Friday, December 31, 2010

Patterns and Lines, and if We Ever Notice Them

It can't be that complex, you tell yourself. It's simple, at least you know why it happened. Someone once told me that things happen according to a certain set of conditions. Weird things, abnormal things. Once the conditions have been set, even the unimaginable will unfold beautifully, as if it had been waiting to happen, when in fact it was just a fucking coincidence. Of course, these conditions are subjective. But who sets these conditions? Was it fate? Was it God? The stars? The planets? Oh, I know the answer - it's us, weak human beings. What are these conditions, you may ask for this is getting confusing.

CASE 1: Conditions: Lonely girl. Lonely guy. Jazz bar, soothing music, dim lights, intimate atmosphere. Consequence: They kissed.

CASE 2: Conditions: Sick mother. Graduating son. Utter poverty. Son roams the mall one afternoon, a rich lady forgot her purse on one of those benches. Consequence: He saw it, then took it home even though he can still run after the lady and return the wallet.

CASE 3: Conditions: A sweet girl has a problematic best friend. Her best friend, in spite of being problematic is an awesome friend. They were together all the time. They've been friends for years. Consequence: They fell in love with each other. Both are girls.

CASE 4: Conditions: Two old friends, a guy and a girl. They bumped into each other and decided to catch up for they haven't seen each other in a long time. They talked under the sky, talking about their affairs and issues and other shit. Consequence: He walked her home, and they made love.

I could go on and list cases and cases. But for now, let me give you a quiz and ask about what you think will happen to each of these cases after wards. The correct answers:
CASE 1: The two exchanged numbers, started dating then got married 3 years after.

CASE 2: Son uses the money to pay for hospital bills but the mother died anyway. Son graduates, meets a girl then eventually marries her. 2 years after he learned that the lady whose purse he took was actually his wife's aunt. He spends the rest of his life making up for it.

CASE 3: They embraced their love, lived happily for 2 years but broke up, because of - guess what - some conditions. They remained good friends after that, though. Girl starts dating guys again. Best friend's still in love with her, she got so depressed that they didn't last long. One day she was found dead in her room, overdosed on insecticide.
CASE 4: They remained friends and laughed about what happened. Then, they made love one more time. They started spending a great deal of time with each other,then things went back to normal - the way they were before they bumped into each other.

# Supplied material
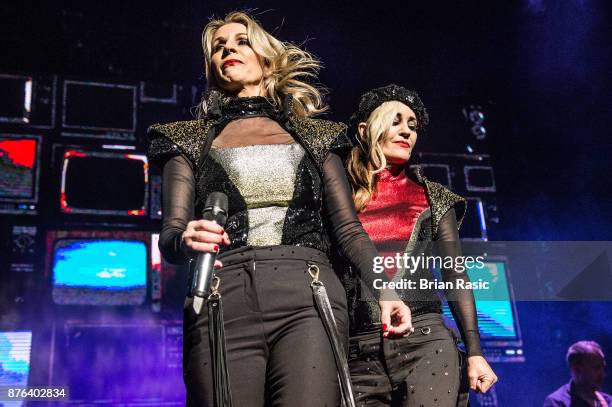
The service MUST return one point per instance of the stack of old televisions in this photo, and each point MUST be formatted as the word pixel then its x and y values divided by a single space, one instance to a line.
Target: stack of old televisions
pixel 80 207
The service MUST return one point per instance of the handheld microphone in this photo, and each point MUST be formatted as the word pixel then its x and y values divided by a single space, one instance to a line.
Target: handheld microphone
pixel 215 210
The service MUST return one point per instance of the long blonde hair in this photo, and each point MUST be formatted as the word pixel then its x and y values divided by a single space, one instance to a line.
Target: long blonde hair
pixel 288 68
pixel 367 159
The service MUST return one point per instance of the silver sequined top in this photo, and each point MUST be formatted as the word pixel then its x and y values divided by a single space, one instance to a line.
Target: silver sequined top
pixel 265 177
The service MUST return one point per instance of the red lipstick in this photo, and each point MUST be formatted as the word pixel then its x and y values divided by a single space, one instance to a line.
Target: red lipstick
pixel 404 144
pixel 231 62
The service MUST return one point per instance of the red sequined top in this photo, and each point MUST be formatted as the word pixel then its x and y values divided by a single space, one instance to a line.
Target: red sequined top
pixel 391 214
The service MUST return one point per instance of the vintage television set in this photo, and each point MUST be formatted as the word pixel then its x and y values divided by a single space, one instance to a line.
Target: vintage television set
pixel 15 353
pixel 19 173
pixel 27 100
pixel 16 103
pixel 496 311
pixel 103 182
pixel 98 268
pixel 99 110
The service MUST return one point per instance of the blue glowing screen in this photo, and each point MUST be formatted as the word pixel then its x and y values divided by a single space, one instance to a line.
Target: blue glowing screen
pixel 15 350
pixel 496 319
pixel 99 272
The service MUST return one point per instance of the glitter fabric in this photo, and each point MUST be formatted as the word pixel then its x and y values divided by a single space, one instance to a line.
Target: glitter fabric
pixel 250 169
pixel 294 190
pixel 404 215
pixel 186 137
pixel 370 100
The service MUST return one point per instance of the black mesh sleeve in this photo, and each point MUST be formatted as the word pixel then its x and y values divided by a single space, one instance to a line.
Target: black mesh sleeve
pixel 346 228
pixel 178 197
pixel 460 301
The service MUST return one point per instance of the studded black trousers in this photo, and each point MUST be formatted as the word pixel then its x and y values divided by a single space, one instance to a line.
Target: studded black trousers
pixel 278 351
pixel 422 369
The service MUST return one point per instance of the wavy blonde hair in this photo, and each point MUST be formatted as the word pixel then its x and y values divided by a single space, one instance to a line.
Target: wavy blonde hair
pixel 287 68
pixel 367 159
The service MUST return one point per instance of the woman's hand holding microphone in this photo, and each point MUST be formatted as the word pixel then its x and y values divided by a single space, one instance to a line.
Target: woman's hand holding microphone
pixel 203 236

# Exercise goal
Rewrite the part of the post about conditions and consequences starting at "CASE 2: Son" and ending at "overdosed on insecticide.", putting "medical bills" in place of "hospital bills". The data can be set aside.

# Worked solution
CASE 2: Son uses the money to pay for medical bills but the mother died anyway. Son graduates, meets a girl then eventually marries her. 2 years after he learned that the lady whose purse he took was actually his wife's aunt. He spends the rest of his life making up for it.

CASE 3: They embraced their love, lived happily for 2 years but broke up, because of - guess what - some conditions. They remained good friends after that, though. Girl starts dating guys again. Best friend's still in love with her, she got so depressed that they didn't last long. One day she was found dead in her room, overdosed on insecticide.